(Material provided Opens)

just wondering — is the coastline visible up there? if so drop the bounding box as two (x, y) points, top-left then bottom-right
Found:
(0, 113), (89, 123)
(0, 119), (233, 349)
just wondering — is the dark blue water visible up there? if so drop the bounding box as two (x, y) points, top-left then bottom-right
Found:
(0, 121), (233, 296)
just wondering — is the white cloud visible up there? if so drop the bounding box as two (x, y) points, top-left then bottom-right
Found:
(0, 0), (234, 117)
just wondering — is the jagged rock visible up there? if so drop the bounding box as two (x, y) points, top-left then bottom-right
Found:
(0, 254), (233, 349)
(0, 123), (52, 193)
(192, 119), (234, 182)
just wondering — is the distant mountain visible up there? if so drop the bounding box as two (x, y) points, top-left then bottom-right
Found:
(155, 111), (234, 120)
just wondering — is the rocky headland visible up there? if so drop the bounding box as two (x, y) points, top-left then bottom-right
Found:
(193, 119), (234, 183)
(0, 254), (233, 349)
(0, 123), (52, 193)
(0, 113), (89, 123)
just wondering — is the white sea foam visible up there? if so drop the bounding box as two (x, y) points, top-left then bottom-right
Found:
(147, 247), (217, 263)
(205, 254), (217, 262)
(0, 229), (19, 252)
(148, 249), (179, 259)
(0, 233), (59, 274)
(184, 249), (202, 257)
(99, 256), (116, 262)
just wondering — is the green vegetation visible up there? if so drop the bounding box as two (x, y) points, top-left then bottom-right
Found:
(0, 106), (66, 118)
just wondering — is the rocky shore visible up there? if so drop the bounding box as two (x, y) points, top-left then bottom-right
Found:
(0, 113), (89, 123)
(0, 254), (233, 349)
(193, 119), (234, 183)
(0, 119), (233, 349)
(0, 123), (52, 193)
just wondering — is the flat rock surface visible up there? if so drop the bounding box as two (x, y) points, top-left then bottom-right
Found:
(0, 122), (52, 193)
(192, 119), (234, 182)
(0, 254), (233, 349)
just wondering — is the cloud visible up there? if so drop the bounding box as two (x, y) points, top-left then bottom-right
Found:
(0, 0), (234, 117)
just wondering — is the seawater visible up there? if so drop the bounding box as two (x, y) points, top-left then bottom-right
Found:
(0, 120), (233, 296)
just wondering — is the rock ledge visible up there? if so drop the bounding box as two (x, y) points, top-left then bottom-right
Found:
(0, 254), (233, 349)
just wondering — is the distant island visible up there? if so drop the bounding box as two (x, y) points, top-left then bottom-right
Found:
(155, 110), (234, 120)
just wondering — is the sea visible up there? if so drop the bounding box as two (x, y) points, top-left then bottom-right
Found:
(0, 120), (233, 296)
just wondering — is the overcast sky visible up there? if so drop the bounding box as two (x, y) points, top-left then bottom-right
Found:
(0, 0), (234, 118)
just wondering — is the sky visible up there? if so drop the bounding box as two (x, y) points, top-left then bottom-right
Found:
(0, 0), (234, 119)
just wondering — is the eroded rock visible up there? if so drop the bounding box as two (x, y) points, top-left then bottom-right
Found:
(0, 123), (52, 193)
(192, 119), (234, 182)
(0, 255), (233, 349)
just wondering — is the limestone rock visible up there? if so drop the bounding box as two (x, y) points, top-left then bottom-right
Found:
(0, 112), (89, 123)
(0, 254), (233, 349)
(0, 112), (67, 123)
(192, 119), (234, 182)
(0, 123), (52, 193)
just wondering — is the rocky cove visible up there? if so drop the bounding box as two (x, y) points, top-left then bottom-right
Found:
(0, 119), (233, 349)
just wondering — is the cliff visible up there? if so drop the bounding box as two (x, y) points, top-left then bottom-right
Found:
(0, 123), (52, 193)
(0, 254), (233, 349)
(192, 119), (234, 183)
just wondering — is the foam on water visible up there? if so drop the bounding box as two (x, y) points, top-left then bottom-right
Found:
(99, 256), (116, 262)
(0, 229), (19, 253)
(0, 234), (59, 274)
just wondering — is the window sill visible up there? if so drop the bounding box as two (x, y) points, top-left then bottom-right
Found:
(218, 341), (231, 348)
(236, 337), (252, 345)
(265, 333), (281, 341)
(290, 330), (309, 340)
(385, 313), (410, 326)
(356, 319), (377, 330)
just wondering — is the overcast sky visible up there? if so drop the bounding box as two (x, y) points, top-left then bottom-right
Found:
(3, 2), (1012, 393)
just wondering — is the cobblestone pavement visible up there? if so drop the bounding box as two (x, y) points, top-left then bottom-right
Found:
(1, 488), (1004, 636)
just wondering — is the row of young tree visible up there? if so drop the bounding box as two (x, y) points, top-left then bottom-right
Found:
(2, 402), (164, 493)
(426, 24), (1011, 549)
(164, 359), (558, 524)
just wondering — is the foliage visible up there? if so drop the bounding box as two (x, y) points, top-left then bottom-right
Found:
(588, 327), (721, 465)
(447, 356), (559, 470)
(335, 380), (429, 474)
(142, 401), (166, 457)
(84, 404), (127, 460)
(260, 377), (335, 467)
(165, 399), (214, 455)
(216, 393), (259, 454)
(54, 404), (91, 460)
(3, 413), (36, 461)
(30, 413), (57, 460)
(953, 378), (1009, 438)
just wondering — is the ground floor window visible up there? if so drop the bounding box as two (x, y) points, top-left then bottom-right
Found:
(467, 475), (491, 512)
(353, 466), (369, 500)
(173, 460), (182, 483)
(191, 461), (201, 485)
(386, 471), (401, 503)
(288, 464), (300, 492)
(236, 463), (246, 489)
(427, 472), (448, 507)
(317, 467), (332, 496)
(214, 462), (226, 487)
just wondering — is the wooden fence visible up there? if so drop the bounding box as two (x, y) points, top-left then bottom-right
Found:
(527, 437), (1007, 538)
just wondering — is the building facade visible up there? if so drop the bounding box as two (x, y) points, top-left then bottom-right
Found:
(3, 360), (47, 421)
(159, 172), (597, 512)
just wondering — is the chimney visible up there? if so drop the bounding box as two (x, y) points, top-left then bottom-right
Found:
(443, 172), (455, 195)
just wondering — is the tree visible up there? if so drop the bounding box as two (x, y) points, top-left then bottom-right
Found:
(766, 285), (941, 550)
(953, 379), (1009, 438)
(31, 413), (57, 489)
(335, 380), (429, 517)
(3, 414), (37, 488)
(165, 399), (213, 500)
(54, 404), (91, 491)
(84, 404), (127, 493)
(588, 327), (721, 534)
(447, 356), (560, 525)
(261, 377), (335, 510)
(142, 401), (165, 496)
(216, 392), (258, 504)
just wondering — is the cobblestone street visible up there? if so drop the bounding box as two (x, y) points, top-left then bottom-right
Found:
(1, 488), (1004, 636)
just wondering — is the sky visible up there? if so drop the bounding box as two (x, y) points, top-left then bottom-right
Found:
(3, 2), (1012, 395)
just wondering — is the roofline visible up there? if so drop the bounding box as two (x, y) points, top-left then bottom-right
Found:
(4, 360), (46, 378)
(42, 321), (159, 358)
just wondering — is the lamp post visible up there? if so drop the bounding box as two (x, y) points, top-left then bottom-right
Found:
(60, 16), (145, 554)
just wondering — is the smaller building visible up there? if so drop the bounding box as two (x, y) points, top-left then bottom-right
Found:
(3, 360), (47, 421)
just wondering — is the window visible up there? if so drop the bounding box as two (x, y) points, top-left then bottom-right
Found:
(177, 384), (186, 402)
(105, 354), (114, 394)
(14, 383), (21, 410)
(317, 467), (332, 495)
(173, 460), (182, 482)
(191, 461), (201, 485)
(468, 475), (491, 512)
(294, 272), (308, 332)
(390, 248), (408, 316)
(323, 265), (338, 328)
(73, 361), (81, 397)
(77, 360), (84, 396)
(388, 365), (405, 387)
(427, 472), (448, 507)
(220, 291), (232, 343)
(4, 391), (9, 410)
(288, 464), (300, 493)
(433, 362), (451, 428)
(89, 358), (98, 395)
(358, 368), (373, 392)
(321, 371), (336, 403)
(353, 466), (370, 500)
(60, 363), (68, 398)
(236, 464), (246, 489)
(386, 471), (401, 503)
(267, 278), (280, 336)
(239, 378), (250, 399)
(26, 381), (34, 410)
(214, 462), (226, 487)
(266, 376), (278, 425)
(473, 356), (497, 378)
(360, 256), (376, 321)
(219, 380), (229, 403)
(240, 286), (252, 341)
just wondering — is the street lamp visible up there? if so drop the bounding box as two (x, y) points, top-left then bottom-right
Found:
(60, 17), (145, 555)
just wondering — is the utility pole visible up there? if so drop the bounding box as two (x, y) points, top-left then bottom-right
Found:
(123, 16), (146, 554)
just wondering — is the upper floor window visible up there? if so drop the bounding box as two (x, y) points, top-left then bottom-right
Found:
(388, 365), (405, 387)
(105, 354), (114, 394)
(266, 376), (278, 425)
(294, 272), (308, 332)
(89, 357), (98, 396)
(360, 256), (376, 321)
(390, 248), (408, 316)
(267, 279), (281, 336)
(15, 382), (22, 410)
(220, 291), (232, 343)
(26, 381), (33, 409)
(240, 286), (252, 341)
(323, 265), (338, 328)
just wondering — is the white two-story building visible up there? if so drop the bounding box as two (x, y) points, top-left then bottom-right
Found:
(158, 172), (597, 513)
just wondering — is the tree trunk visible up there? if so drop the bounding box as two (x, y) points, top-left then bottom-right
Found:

(Material provided Closes)

Check every line above for the word "floor" and copy those that have it.

just wondering — is the ground floor window visible up there? if so drop the bounding box as two (x, y) points, top-left then bottom-right
just wondering — is the upper floor window visible up there? if so drop the bounding box as two (x, y) points, top-left then bottom-right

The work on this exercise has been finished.